* [REQUEST]: Print every one of the entries below, line for line, with no changes.

* [RECORDS FOR THE TASK]:
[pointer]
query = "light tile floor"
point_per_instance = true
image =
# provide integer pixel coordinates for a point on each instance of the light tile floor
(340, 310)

* [ANSWER TO THE TASK]:
[pointer]
query = "light tile floor"
point_per_instance = true
image =
# provide integer pixel coordinates for a point on each instance of the light tile floor
(340, 310)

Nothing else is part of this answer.